▶ [Try it]
Reproduce the opening lines of the records exactly, up to and including the line in which "post in the photo above." occurs.

(Dataset items)
********
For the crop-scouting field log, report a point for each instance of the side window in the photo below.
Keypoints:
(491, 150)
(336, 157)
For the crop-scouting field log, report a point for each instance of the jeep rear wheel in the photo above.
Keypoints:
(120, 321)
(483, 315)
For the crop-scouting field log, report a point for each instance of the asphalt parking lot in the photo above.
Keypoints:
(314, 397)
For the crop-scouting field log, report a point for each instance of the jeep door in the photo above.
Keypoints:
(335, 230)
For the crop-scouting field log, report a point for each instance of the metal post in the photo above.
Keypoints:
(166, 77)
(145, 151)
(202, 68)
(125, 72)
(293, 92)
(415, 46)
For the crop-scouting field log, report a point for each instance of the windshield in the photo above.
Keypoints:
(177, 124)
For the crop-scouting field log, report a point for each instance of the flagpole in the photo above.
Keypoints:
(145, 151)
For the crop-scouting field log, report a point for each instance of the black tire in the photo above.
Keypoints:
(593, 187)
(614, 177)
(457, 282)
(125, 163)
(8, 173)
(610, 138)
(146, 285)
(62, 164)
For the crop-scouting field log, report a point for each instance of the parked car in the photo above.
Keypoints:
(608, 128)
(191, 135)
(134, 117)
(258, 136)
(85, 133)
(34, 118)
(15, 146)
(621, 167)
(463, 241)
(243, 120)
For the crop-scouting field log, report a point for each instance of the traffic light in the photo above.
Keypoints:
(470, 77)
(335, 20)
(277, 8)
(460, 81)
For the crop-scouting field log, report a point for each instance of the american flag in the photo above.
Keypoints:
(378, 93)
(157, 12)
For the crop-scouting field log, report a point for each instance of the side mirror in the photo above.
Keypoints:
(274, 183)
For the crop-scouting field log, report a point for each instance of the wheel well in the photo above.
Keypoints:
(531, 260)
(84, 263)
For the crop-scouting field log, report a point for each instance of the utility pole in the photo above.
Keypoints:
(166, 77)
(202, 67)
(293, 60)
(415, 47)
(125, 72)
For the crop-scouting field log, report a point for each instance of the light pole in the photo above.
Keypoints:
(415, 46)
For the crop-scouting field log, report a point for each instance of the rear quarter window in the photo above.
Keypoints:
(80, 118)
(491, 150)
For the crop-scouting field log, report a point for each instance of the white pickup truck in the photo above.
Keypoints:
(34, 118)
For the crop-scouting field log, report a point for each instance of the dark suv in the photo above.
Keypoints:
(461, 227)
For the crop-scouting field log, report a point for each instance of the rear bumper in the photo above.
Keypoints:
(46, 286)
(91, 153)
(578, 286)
********
▶ [Reply]
For the crop-scouting field log, report a point for each instance of the side window in the photo below.
Keypoints:
(491, 150)
(336, 157)
For the crop-scouting field log, report a point for each instance of the jeep rear wheel in the photo above.
Keypoints:
(120, 321)
(483, 315)
For the crop-scouting field log, report a point for each instance of the asphalt parking lot in the photo above.
Keypoints:
(314, 397)
For the crop-scouting field log, report a point for each instance of the jeep door in the photo above.
Keypoints:
(335, 230)
For the crop-scouting field log, report a point for each instance of the metal post in the photo above.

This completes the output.